▶ _Source document_:
Segregate even and odd nodes of linked list

Segregate even and odd nodes of linked list

In previous post: Split linked list into two containing alternate nodes, we saw how to split two list and use last pointer reference. In this post, we will   learn to segregate even and odd nodes of linked list. There should not be any new memory allocated and only movement of nodes is allowed. Example of problem is given below:

Original list: 1->2->3->4->5->6->NULL
Even list: 2->4->6->NULL
Odd list: 1->3->5->NULL

One way to segregate even odd nodes is to move all odd nodes to either start or end of the original list and then split the linked list. Drawback of moving odd nodes at start is that we may lose order of nodes in original list. Moving to end will require one extra traversal of list and special handling of last node to preserve order of list.

Algorithm to segregate even and odd nodes of list

1. Find the end of list, call it initialEnd
2. Till first even node is found, 
   2.a move odd nodes to end
3. Set head as first even node as head of list.
4. Scan through remaining nodes of list
   4.a If node is odd, move to end
   4.b If node is even, skip it
Since this loop will work till initialEnd node, this node will not be processed in loop.
5. Save next of initialEnd, it will head of odd list
5. Special case of end node, if node is even, skip it.

▶ _What to do_:
**1.** In the linked-list article above, retype the passage starting at "One way to segregate" and ending at "processed in loop.".
**2.** Answer these questions from the linked-list article above:
(a) In the worked example, what is the even list?
(b) What drawback of moving odd nodes to the start of the list does the article name?
(c) In the algorithm, what name is given to the end of the list found in the first step?

▶ _Record extracts_:
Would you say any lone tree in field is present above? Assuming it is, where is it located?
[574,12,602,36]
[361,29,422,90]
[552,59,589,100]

...

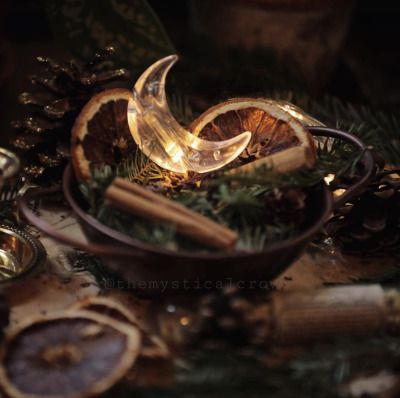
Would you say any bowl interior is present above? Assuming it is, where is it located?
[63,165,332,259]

▶ _Answer list_:
**1.**
One way to segregate even odd nodes is to move all odd nodes to either start or end of the original list and then split the linked list. Drawback of moving odd nodes at start is that we may lose order of nodes in original list. Moving to end will require one extra traversal of list and special handling of last node to preserve order of list.

Algorithm to segregate even and odd nodes of list

1. Find the end of list, call it initialEnd
2. Till first even node is found, 
   2.a move odd nodes to end
3. Set head as first even node as head of list.
4. Scan through remaining nodes of list
   4.a If node is odd, move to end
   4.b If node is even, skip it
Since this loop will work till initialEnd node, this node will not be processed in loop.

**2.**
(a) 2->4->6->NULL
(b) The order of nodes in the original list may be lost.
(c) initialEnd